## SET PROBLEM
Please reproduce all of the records below word for word, leaving the pictures out.

[Entries taken from a dataset]
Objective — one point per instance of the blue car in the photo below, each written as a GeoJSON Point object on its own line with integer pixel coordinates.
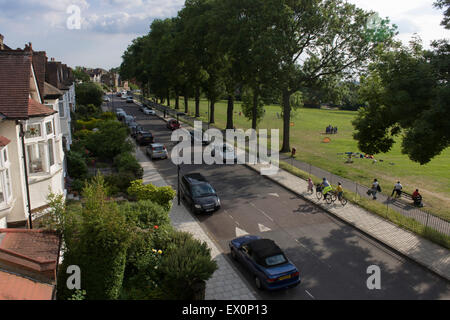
{"type": "Point", "coordinates": [266, 261]}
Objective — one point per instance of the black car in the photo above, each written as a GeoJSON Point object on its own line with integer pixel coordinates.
{"type": "Point", "coordinates": [204, 139]}
{"type": "Point", "coordinates": [144, 138]}
{"type": "Point", "coordinates": [199, 195]}
{"type": "Point", "coordinates": [136, 130]}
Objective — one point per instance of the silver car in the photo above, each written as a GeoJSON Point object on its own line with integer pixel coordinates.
{"type": "Point", "coordinates": [157, 150]}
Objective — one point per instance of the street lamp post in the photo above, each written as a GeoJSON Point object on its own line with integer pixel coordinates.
{"type": "Point", "coordinates": [178, 191]}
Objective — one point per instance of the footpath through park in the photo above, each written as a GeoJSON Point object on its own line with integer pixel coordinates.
{"type": "Point", "coordinates": [410, 245]}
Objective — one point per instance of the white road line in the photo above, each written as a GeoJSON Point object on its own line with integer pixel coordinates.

## SOLVED EXERCISE
Objective — one point per instance of the blue car in the photo below, each written as a GeoJSON Point object on its own line with integer pixel coordinates.
{"type": "Point", "coordinates": [266, 261]}
Objective — one point per instance of the black car in the photo above, each written as a GeoJSON Point object on its own line with integer pixel coordinates.
{"type": "Point", "coordinates": [204, 139]}
{"type": "Point", "coordinates": [144, 138]}
{"type": "Point", "coordinates": [199, 195]}
{"type": "Point", "coordinates": [136, 130]}
Objective — one point per instance of the silver car in the photo above, each written as a GeoJSON Point object on its own line with integer pixel coordinates.
{"type": "Point", "coordinates": [157, 150]}
Objective — one point per instance of the street lamp post in the photo above, each written as a GeoJSON Point object on its own line with integer pixel coordinates.
{"type": "Point", "coordinates": [178, 191]}
Objective — one point per instance of the footpath through park in the photo above, each written as a GeoJSON Point object on its own line with integer pixel coordinates.
{"type": "Point", "coordinates": [410, 245]}
Objective — one point per instance of the white road line in the photo above, each written as a GeoJSON Point object on its own line with integer pixel coordinates.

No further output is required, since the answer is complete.